TASK PROMPT
How many of the lines below contain the string "staircase"? Matching is case-sensitive; reply with the number alone.

RECORDS SHOWN
——————

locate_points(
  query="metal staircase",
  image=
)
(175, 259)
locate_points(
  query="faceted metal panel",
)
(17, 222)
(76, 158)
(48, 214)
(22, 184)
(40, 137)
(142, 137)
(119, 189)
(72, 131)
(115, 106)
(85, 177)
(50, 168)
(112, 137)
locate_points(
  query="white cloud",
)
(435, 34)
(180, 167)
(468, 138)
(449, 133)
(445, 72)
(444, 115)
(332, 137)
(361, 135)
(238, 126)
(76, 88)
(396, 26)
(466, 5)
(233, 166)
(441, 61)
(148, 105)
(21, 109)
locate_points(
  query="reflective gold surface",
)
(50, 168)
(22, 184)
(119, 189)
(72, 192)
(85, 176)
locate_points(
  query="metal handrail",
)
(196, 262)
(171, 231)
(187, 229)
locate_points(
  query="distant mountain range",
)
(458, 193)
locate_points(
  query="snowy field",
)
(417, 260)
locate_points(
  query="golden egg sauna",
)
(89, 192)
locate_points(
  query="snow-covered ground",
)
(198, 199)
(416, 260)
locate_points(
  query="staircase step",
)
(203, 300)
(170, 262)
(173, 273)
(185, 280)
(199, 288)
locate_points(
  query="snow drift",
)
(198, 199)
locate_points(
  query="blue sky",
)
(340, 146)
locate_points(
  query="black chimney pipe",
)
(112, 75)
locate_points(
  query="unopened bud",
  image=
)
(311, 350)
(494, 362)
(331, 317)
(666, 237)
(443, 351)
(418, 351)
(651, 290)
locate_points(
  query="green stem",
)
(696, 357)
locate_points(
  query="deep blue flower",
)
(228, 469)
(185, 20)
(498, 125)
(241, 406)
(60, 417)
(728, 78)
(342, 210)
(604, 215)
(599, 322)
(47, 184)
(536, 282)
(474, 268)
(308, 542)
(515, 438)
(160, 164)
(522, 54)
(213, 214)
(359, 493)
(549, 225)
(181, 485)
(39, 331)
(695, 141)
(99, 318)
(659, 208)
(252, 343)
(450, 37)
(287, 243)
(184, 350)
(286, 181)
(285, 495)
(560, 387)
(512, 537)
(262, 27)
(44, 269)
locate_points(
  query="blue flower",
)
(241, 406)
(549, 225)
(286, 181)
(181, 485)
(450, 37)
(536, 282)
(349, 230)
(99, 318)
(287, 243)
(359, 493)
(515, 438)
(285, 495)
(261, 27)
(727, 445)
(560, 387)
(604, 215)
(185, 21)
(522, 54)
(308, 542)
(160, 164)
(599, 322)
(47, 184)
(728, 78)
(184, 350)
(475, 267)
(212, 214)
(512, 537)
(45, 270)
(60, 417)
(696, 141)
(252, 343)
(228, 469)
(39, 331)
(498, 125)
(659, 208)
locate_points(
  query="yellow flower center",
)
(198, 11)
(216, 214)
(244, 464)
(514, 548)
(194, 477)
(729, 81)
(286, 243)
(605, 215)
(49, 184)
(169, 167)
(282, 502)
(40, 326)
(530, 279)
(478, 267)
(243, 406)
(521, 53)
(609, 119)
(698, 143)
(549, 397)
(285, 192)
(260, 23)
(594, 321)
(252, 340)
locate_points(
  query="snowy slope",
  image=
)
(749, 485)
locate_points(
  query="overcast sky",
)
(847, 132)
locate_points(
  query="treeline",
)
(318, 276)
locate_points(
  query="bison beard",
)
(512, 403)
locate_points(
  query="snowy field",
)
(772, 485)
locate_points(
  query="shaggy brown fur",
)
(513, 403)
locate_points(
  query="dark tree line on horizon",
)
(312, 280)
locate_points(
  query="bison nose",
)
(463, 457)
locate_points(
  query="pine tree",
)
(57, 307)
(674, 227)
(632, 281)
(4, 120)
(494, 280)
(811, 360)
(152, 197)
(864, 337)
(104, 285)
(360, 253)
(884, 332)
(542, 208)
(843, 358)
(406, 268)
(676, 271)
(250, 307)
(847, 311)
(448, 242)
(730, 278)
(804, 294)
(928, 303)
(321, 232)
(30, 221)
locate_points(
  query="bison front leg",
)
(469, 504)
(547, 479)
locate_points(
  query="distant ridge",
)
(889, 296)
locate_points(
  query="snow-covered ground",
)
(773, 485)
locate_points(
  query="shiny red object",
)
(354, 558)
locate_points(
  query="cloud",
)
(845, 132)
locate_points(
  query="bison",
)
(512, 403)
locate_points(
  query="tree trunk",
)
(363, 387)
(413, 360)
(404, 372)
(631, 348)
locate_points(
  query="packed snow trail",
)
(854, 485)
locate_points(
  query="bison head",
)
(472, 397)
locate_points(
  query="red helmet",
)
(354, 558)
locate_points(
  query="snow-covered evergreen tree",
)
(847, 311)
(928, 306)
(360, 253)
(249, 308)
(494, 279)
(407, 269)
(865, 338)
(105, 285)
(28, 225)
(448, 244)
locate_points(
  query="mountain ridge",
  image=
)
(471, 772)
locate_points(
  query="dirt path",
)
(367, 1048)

——————

ANSWER
2